--- WHAT YOU ARE ASKED TO DO ---
In the records, each line holding "cathedral" must be reported.
Content starts
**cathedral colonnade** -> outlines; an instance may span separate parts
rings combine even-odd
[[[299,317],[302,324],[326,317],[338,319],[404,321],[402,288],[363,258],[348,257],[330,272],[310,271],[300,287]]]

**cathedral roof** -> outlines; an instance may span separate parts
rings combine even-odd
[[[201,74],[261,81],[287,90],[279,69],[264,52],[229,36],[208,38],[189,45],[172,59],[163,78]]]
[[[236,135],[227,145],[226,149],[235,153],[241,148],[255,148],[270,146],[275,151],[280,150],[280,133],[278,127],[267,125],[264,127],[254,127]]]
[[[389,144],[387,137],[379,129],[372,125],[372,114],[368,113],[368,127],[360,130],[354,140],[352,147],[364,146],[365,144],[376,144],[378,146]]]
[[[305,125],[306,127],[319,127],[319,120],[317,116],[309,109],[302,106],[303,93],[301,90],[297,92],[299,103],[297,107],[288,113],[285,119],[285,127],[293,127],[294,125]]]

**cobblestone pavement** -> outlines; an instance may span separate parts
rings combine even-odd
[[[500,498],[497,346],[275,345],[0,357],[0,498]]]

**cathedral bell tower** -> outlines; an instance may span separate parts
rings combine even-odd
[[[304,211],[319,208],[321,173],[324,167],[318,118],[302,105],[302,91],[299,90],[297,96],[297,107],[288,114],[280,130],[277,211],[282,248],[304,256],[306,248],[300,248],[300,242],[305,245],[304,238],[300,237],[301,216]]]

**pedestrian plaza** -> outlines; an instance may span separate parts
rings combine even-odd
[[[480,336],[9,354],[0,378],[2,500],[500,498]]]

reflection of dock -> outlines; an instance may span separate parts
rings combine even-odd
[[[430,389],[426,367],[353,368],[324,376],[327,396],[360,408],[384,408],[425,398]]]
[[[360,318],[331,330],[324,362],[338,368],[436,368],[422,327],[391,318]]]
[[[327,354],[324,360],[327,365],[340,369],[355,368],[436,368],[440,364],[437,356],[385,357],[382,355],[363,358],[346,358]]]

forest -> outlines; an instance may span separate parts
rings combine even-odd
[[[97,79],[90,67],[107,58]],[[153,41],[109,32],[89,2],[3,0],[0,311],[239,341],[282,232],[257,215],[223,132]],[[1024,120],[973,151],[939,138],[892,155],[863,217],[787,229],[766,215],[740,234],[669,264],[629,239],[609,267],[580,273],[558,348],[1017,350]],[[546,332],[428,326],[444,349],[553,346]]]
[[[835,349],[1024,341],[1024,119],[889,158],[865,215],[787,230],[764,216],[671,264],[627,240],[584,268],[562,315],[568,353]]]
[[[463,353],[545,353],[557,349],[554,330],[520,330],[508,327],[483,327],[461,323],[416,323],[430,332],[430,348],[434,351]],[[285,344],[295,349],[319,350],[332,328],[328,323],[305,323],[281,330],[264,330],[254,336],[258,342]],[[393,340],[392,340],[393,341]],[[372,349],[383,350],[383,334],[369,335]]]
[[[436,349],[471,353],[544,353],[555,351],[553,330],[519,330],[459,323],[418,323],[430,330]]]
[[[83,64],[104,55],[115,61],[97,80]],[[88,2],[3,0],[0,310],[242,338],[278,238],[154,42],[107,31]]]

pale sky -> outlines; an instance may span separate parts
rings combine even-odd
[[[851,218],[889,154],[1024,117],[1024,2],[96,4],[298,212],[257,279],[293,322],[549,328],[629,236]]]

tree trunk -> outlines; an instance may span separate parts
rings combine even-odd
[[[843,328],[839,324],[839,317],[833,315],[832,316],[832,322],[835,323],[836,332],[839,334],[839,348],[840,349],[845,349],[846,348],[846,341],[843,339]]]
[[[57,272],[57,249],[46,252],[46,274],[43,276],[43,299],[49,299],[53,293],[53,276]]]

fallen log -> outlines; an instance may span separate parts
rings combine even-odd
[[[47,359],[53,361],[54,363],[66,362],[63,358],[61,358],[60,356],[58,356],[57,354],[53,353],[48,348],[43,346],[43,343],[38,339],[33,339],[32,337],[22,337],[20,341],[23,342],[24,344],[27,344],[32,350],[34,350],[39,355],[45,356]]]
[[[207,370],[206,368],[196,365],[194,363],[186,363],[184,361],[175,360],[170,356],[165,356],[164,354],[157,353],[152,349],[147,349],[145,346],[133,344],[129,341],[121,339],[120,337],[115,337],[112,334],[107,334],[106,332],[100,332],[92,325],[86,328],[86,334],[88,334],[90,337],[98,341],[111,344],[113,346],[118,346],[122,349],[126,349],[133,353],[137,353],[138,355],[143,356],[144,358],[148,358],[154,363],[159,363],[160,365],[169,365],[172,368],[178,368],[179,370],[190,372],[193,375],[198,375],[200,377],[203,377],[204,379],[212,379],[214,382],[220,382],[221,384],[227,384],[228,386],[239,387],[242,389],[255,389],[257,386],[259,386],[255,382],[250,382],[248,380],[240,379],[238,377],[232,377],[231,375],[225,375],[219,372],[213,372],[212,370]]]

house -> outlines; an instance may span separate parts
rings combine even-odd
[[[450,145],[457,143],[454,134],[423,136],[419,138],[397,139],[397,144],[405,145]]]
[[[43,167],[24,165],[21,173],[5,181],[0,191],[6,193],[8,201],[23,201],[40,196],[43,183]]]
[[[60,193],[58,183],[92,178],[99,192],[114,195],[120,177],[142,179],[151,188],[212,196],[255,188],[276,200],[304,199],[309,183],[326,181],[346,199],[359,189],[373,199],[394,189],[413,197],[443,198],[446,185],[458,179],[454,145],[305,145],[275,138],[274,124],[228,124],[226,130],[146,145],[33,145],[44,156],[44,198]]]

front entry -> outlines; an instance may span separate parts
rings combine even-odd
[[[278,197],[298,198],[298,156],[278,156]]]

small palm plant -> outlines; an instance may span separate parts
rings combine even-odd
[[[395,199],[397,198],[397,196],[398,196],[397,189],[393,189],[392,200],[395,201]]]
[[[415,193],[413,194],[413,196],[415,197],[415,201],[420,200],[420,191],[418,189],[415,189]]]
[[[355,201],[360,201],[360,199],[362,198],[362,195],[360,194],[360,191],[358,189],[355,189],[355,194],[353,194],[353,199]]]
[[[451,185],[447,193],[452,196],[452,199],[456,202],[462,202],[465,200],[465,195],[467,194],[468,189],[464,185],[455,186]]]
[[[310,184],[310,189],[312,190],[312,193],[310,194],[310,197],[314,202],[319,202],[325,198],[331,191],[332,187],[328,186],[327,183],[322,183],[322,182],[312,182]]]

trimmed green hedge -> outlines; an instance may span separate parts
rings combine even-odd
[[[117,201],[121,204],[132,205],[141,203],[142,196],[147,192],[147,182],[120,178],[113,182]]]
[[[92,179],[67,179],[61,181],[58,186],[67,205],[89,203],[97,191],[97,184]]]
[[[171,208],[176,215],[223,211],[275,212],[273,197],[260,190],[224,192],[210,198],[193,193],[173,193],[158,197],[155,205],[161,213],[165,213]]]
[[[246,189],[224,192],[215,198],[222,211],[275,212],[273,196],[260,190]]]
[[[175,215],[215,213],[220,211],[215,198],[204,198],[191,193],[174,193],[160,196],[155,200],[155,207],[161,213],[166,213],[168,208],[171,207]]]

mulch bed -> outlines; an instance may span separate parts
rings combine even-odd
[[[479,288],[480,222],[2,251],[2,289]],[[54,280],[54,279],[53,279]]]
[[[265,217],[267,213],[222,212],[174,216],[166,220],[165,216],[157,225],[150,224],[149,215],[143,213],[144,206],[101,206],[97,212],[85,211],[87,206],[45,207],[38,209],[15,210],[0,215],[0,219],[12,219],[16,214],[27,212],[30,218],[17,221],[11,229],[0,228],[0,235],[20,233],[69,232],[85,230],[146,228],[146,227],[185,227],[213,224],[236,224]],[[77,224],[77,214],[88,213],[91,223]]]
Content ends
--- RESULT FOR THIS TASK ---
**cathedral colonnade** -> outlines; an instance may span separate parts
**cathedral roof** -> outlines; an instance may span separate parts
**cathedral bell tower** -> outlines; an instance may span separate parts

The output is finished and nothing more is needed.